В конце концов, отпустили меня эти двое. Вернулась в камеру. Порасспрашивали меня женщины, я рассказала им о нелепом допросе. Через какое-то время все затихли, а я не могу уснуть — все думаю, думаю... Что-то в вопросах этого Василия Васильевича такое знакомое... Генерал... Польша... Конечно, ничего того, о чем он спрашивал, я не говорила, в этом совершенно уверена, а между тем... есть какая-то связь его вопросов с тем, что было в действительности. Да-да, есть...
И вот постепенно выплывает из сумятицы воспоминаний.
Как-то мои друзья — Лида и Вася — сообщили мне, что в очередную субботу состоится вечеринка — по случаю присвоения Василию Михайловичу звания генерала. Генерала? Откуда? — удивилась я. Никогда не видела Васи в военной форме и вообще ничего о его военной службе не слыхала.
Выяснилось, что накануне Васю вызывали в военкомат и присвоили ему звание майора запаса вместо прежнего капитана. Ну а он, со свойственным ему чувством юмора, тут же возвел себя в глазах друзей в генералы.
Был и еще повод для вечеринки: через день Вася едет в командировку, в Западную Украину.
Наскоро, как всегда, собрали застолье, с миру по нитке.
Уселись. Вася, разумеется, на председательском месте, а рядом с ним Лидочка. Наполнили бокалы. Кричат: «За генерала!» Но тут слово берет Вася:
«Должен вам признаться, друзья мои, меня не устраивает генеральша. Пока я не был генералом, ее присутствие в моей жизни кое-как сходило с рук. А теперь? Сами посудите, что это за генеральша, пигалица какая-то.— (Лидочка была небольшого роста, миниатюрная, черненькая.) И — взгляд в мою сторону.— Вот Ира — это да, это генеральша! Прошу вашего согласия на то, чтобы она заняла место возле меня».
Поначалу все слегка растерялись, но положение спасла Лидочка. Она во всеуслышание заявила:
«Дело в том, что я уже давно решаю и никак не могу решить вопрос — кого больше люблю — Иру или Васю. Никому другому я бы, конечно, не уступила своего законного места рядом с генералом, но Ире уступаю без боя».
Смех, аплодисменты. Лидочка встает, я сажусь на ее место, а Вася удовлетворенно заключает:
«Вот теперь — порядок».
Так я в тот вечер играла роль генеральши. А когда закончилась трапеза и все кучками расселись по углам, Вася, войдя в комнату — он хозяйничал на кухне,— посмотрел по сторонам, увидел, что я уютно беседую с Минькивским, Лидочка еще с кем-то из мужчин,— и с шутовским трагизмом воскликнул:
«Ах, вот как! Обе генеральши изменяют мне! Ладно, я вам отмщу. Вот поеду в Польшу и найду там себе полечку — во!» И поднял в знак качества будущей избранницы большой палец.
И снова все смеялись. Вот на этом и закончился эпизод, перекрученный то ли следователем, то ли тем, кто информировал его, и возведенный в ранг преступления против Советской власти.
Да, кто-то из этой компании доносил на нас, причем, не нацарапав хоть чуть-чуть серьезного материала для обвинения, нес разную чепуху, а следователь, за неимением чего-либо толкового, принимал эту чепуху как вполне обоснованное обвинение и, немного скорректировав, вносил в мое, а быть может, и еще в чье-либо «дело». Ну а для меня, дочери такой одиозной фигуры, как мой отец, подобный материал был вполне достаточным поводом для ареста.

==================================================

СПИСОК ЗАДАНИЙ:
A. Определите, соответствуют ли отрывку о допросе и вечеринке следующие утверждения: (i) в военкомате Васе присвоили звание майора запаса; (ii) Вася собирался в командировку в Польшу; (iii) Лидочка отказалась уступить Ире своё место рядом с Васей. На каждое ответьте «да» или «нет» и приведите точную цитату из отрывка, которая это решает.
B. Выпишите из записей каждую строку, в которой встречается слово «clicks», учитывая регистр букв.
Отрывок и записи никак не связаны между собой.

==================================================

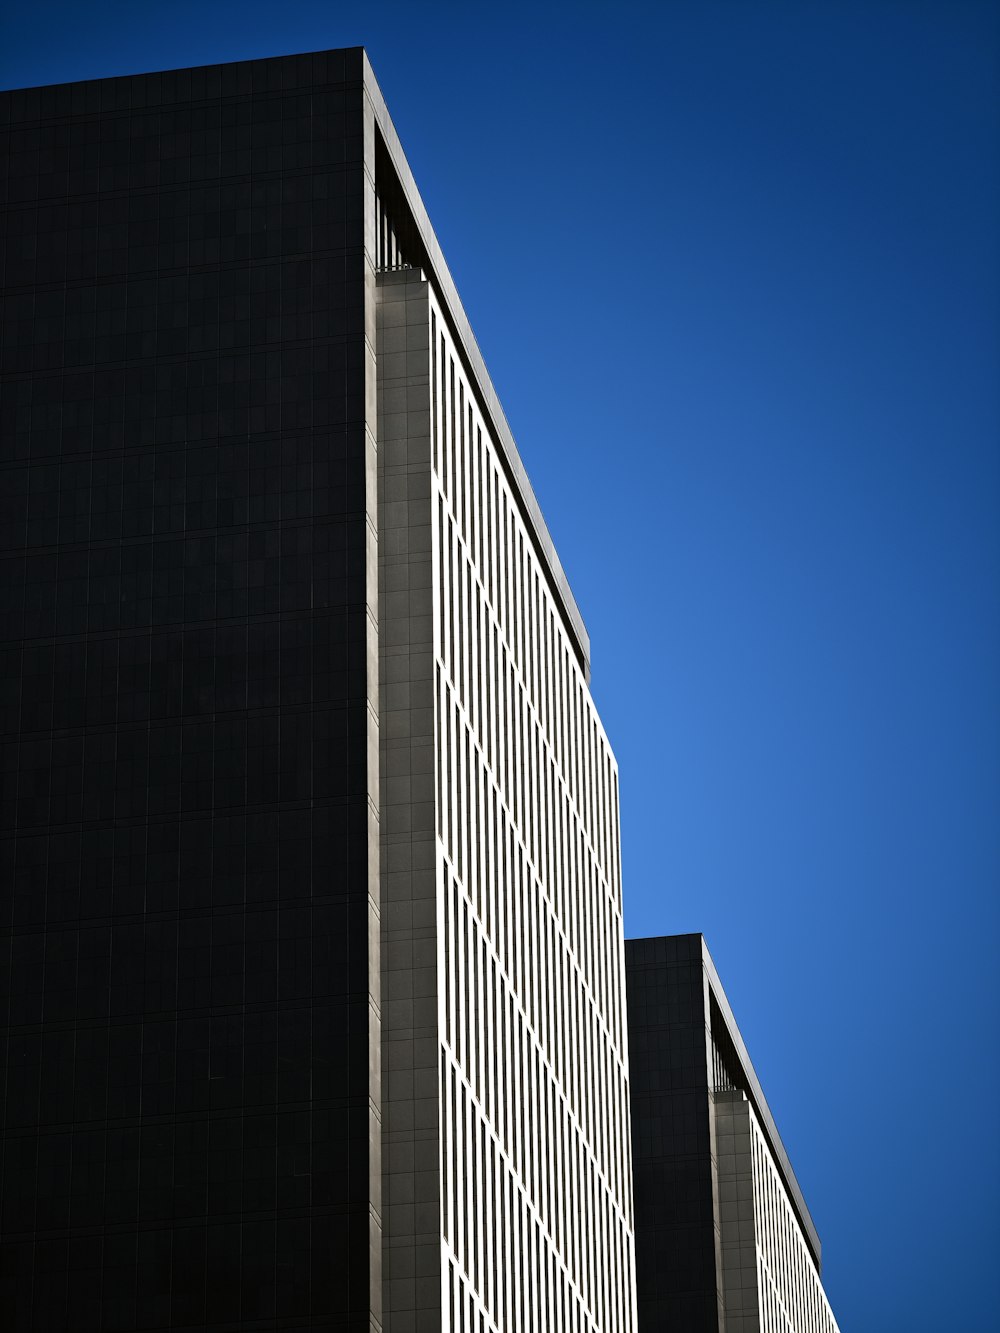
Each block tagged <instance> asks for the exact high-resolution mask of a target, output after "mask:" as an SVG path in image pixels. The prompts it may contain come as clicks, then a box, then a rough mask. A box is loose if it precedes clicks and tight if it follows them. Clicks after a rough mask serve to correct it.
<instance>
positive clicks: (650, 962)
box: [625, 934, 837, 1333]
mask: <svg viewBox="0 0 1000 1333" xmlns="http://www.w3.org/2000/svg"><path fill="white" fill-rule="evenodd" d="M625 973H627V988H628V1040H629V1053H631V1074H632V1148H633V1154H635V1162H633V1170H635V1201H636V1233H635V1234H636V1285H637V1304H639V1328H640V1330H641V1333H837V1322H836V1320H835V1318H833V1314H832V1312H831V1308H829V1302H828V1301H827V1296H825V1293H824V1290H823V1281H821V1277H820V1262H821V1253H820V1240H819V1236H817V1234H816V1228H815V1226H813V1222H812V1218H811V1217H809V1210H808V1208H807V1206H805V1200H804V1198H803V1194H801V1190H800V1188H799V1182H797V1181H796V1178H795V1172H793V1170H792V1166H791V1162H789V1161H788V1154H787V1153H785V1149H784V1145H783V1144H781V1138H780V1136H779V1133H777V1126H776V1125H775V1121H773V1117H772V1114H771V1110H769V1108H768V1104H767V1098H765V1097H764V1092H763V1089H761V1086H760V1082H759V1081H757V1076H756V1073H755V1072H753V1065H752V1064H751V1060H749V1056H748V1054H747V1048H745V1045H744V1042H743V1037H741V1036H740V1029H739V1028H737V1025H736V1020H735V1018H733V1013H732V1009H731V1008H729V1001H728V1000H727V998H725V992H724V990H723V986H721V982H720V980H719V974H717V972H716V969H715V964H713V962H712V956H711V954H709V952H708V948H707V945H705V941H704V938H703V936H700V934H679V936H665V937H660V938H652V940H628V941H627V944H625Z"/></svg>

==================================================

ОТВЕТЫ ПО ПОРЯДКУ:
A.
(i) Да: «присвоили ему звание майора запаса вместо прежнего капитана».
(ii) Нет: «через день Вася едет в командировку, в Западную Украину».
(iii) Нет: «но Ире уступаю без боя».

B.
Each block tagged <instance> asks for the exact high-resolution mask of a target, output after "mask:" as an SVG path in image pixels. The prompts it may contain come as clicks, then a box, then a rough mask. A box is loose if it precedes clicks and tight if it follows them. Clicks after a rough mask serve to correct it.
positive clicks: (650, 962)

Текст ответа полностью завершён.